Stated task: Rewrite the records that begin at the line containing "Please put a point on the group" and end after the line containing "(1134, 614)". Change "instance" to "occurrence" and leave everything else as it is.

──────

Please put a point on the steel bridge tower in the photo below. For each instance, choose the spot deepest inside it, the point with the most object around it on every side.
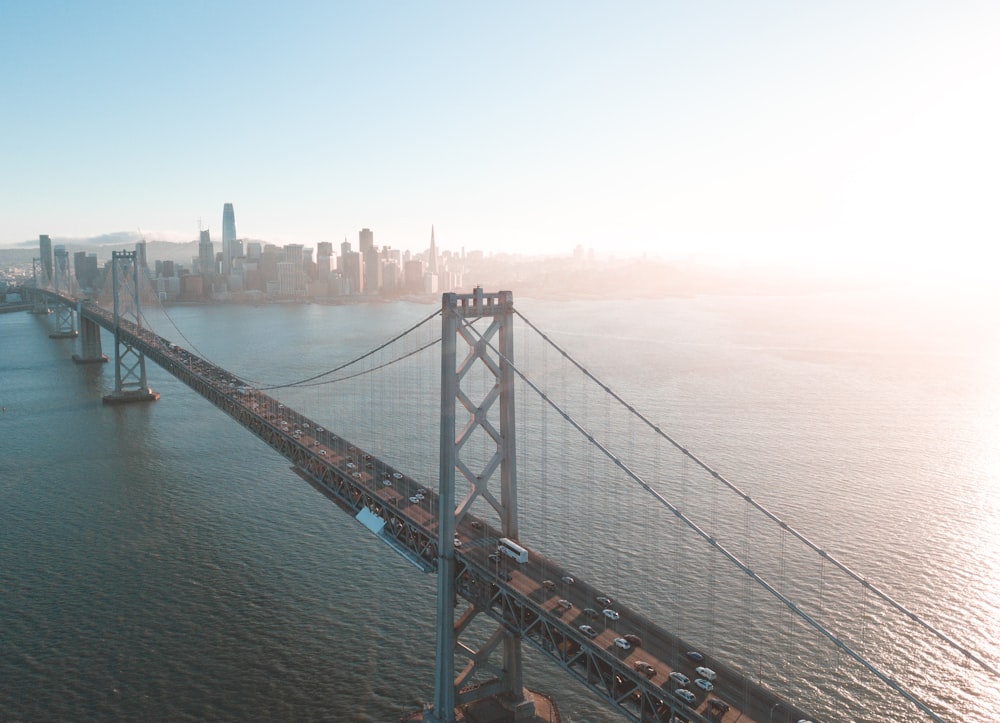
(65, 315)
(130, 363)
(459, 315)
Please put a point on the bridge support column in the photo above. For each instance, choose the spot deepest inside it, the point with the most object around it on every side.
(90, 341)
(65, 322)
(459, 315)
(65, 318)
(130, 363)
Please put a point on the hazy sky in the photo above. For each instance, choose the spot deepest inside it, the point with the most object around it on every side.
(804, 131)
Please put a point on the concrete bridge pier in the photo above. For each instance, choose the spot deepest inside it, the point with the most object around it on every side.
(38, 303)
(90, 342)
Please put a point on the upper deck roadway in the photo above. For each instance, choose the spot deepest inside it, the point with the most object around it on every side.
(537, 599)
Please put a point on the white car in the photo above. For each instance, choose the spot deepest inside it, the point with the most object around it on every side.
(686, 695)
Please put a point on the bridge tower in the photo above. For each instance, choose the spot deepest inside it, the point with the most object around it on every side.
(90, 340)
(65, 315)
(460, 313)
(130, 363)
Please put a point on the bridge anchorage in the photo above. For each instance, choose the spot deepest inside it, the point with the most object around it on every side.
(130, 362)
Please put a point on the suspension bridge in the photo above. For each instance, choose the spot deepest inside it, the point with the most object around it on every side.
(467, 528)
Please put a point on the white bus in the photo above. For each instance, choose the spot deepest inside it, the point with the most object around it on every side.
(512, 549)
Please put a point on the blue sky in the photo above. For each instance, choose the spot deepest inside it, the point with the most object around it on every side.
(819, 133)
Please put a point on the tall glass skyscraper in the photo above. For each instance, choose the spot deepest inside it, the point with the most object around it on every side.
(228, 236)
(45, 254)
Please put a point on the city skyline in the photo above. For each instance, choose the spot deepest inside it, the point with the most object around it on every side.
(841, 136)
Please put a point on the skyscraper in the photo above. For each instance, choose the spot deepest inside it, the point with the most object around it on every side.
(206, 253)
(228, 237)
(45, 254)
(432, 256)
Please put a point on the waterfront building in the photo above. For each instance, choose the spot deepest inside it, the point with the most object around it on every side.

──────

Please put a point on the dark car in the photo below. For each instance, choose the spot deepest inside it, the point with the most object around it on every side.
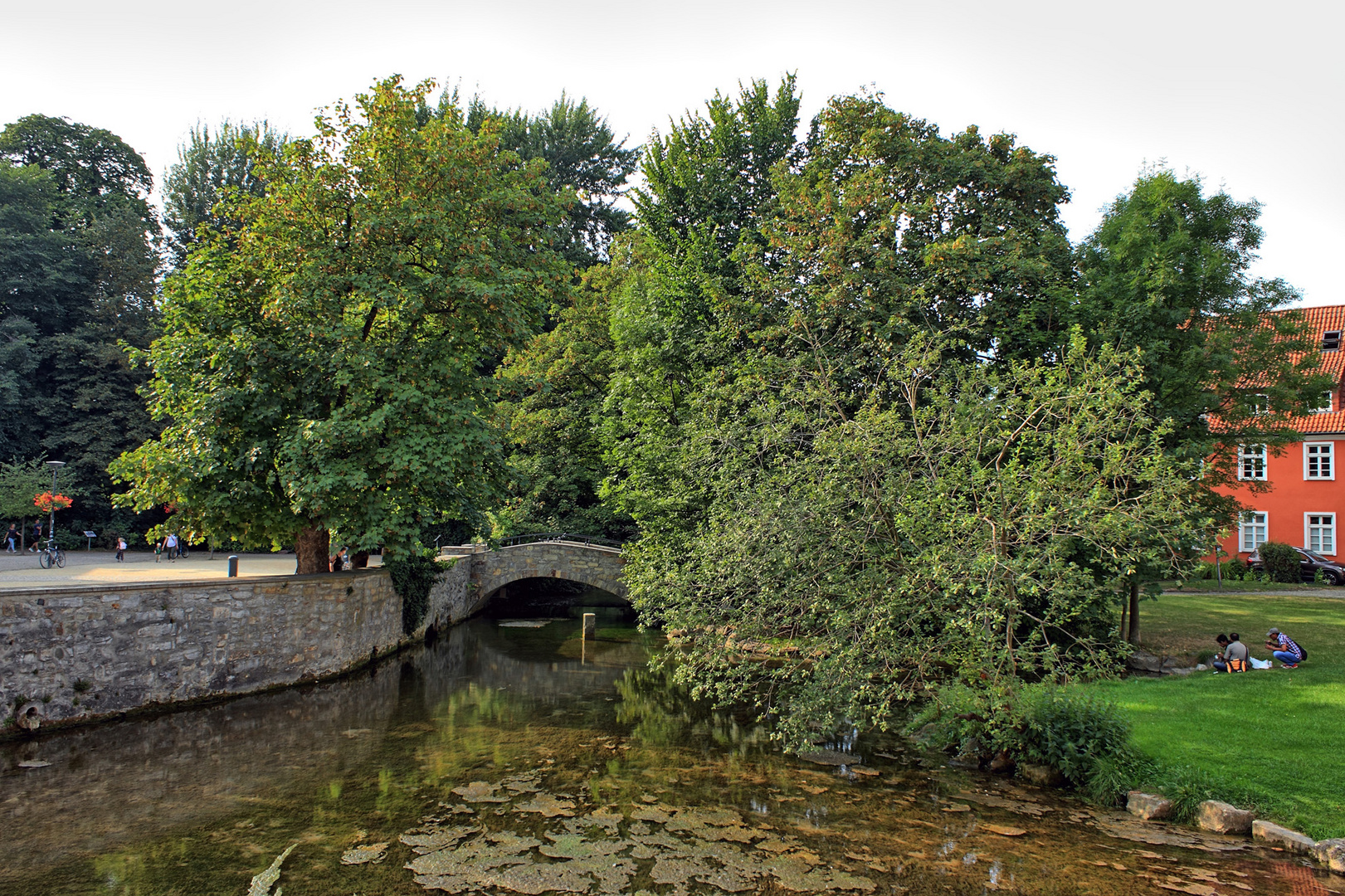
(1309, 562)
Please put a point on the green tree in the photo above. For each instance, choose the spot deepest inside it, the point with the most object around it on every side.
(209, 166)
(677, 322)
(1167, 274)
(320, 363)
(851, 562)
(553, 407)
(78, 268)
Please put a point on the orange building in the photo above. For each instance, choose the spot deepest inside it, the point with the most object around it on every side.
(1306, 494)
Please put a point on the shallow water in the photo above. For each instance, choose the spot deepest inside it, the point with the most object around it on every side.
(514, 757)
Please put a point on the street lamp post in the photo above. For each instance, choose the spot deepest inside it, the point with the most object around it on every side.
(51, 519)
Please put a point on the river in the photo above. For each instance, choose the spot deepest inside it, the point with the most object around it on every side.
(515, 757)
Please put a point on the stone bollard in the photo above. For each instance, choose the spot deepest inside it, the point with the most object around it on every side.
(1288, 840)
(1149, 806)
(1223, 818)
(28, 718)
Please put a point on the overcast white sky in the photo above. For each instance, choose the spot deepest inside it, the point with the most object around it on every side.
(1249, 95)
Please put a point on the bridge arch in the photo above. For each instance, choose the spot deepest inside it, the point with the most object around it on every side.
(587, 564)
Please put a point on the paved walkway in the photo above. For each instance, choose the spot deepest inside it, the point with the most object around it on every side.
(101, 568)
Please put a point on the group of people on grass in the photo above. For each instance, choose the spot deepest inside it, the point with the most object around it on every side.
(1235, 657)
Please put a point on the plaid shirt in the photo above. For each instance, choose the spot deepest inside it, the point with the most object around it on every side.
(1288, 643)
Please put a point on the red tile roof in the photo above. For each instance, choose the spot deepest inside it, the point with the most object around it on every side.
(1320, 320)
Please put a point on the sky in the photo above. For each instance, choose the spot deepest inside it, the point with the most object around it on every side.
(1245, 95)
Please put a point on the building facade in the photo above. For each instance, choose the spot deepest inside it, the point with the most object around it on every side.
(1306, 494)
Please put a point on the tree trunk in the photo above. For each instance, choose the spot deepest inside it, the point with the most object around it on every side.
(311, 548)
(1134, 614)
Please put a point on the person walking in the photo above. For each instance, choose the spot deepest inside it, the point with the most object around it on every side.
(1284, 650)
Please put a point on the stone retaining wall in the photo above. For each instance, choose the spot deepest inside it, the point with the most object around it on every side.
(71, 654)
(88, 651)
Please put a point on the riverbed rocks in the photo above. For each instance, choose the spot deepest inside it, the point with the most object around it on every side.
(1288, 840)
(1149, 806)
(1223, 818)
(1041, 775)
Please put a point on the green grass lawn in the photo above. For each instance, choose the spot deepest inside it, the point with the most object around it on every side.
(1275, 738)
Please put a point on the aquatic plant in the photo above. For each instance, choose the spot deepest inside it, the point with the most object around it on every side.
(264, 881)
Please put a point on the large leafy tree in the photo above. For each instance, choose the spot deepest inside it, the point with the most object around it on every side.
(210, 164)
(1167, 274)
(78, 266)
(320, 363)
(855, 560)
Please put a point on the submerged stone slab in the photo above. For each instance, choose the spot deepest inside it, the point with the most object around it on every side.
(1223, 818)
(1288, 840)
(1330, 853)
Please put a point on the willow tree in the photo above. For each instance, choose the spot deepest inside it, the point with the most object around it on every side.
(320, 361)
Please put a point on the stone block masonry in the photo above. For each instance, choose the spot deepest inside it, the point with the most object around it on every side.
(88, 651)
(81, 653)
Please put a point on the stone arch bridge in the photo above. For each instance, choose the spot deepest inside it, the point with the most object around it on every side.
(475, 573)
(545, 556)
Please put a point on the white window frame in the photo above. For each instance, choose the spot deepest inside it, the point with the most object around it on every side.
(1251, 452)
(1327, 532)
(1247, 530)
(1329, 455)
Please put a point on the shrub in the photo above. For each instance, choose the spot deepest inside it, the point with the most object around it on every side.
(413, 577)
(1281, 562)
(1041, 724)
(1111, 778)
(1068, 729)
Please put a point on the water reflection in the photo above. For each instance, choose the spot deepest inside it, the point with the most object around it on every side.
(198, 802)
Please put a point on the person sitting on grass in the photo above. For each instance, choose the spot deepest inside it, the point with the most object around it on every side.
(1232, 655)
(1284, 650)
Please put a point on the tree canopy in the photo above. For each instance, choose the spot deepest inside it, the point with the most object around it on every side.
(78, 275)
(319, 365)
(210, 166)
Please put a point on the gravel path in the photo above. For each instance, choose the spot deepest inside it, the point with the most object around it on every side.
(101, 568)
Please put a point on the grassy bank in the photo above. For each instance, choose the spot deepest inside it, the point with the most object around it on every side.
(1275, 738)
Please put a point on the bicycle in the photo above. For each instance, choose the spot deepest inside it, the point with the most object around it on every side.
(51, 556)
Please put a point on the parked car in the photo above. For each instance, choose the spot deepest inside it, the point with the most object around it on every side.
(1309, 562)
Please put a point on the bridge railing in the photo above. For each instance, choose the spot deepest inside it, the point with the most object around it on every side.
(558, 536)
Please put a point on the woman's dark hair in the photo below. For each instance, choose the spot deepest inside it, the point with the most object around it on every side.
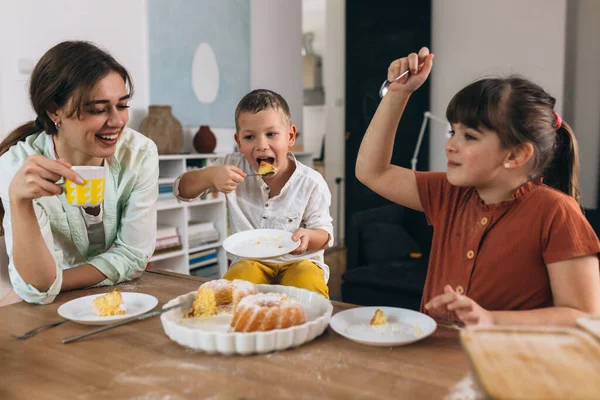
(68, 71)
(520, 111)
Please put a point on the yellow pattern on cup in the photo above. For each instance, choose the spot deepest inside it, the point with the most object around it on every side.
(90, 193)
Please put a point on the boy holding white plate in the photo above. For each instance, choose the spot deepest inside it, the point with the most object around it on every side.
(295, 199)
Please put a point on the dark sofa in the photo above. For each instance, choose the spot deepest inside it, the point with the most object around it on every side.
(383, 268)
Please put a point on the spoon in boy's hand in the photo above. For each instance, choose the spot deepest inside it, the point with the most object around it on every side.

──────

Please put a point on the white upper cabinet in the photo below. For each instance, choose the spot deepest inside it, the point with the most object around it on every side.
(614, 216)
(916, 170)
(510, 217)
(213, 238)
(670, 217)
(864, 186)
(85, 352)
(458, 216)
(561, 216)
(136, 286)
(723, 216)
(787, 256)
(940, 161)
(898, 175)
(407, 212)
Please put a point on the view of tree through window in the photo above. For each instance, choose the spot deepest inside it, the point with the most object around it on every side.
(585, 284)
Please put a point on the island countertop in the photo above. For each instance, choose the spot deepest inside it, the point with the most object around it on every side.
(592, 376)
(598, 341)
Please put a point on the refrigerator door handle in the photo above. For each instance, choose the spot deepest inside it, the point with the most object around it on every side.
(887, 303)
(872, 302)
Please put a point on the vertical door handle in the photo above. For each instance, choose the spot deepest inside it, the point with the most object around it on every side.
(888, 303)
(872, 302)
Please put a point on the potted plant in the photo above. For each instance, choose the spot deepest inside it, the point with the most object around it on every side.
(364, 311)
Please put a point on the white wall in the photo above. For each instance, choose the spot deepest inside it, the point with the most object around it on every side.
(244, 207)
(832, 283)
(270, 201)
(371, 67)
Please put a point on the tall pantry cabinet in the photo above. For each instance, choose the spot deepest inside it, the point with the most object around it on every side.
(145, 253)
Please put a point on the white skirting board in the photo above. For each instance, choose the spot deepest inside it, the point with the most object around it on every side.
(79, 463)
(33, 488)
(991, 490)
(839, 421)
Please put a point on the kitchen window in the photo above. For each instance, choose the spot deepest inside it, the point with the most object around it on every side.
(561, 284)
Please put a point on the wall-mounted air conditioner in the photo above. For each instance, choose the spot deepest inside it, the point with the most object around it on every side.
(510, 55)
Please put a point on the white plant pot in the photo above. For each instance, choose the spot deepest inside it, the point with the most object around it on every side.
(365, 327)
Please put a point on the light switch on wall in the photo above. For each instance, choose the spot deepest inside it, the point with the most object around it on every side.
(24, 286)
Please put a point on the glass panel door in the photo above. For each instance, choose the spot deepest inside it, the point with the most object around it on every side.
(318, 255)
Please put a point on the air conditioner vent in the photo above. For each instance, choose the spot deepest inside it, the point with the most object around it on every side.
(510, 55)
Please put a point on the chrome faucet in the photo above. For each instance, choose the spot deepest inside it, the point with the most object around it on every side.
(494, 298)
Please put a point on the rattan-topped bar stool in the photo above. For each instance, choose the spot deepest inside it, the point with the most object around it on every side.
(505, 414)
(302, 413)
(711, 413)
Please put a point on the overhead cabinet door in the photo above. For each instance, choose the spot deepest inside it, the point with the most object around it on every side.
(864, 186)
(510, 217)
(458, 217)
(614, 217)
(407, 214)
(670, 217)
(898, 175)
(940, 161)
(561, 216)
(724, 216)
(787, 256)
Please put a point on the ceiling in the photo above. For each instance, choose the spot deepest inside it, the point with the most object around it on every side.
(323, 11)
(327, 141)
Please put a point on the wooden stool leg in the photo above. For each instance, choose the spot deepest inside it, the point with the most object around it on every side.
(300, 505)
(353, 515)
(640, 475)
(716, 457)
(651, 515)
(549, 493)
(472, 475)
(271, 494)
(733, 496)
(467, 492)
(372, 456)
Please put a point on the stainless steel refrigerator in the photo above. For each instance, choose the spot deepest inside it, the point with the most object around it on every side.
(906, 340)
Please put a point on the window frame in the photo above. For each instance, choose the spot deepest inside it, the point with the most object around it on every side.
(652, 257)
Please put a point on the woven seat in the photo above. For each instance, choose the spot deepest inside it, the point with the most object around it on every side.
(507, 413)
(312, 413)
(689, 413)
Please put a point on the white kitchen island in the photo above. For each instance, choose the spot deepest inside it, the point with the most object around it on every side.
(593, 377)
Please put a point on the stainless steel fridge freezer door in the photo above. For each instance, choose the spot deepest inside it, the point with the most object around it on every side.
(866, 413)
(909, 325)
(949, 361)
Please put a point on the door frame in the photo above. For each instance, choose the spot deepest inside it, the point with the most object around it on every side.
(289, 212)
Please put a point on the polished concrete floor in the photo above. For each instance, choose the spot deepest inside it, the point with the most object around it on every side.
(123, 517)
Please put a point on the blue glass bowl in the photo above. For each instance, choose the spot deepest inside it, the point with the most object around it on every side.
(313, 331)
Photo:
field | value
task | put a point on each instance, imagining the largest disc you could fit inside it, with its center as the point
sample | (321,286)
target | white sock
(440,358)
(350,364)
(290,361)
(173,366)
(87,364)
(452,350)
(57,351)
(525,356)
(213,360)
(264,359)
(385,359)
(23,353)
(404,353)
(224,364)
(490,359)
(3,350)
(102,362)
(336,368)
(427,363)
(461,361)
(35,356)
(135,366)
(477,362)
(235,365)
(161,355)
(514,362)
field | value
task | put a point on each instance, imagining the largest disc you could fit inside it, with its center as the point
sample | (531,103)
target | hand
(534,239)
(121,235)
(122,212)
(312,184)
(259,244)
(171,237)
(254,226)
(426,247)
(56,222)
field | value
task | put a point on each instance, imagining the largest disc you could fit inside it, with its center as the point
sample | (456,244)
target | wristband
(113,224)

──────

Task answer:
Please put a point on the group of people on grass in the photo above. For each occurrence, choose the spot deepest inside it, the point with the most object around it on every side.
(1235, 657)
Please put a point on the plaid shirt in the photo above. For each occurrence, choose the spot deepest inside it, the point with the most object around it on every side.
(1288, 643)
Please put a point on the red tile roof in the photo above. For each occurrence, choose the spot deepest inside it, the point with the most object around it on every side.
(1320, 320)
Please put a point on the sky in the photo above. For each occurrence, choose the spot deepest inside it, the point with the most object around it on every side.
(1245, 95)
Please put a point on the building facade in the photo above. For each occurrence, choose the spot deepest inside it, the point with the most object around it on every side.
(1306, 494)
Please put a point on the tree trunk in the photo above. For each occurrence, choose the spot deepest inside it, the point with the most object around it on every side.
(311, 548)
(1134, 614)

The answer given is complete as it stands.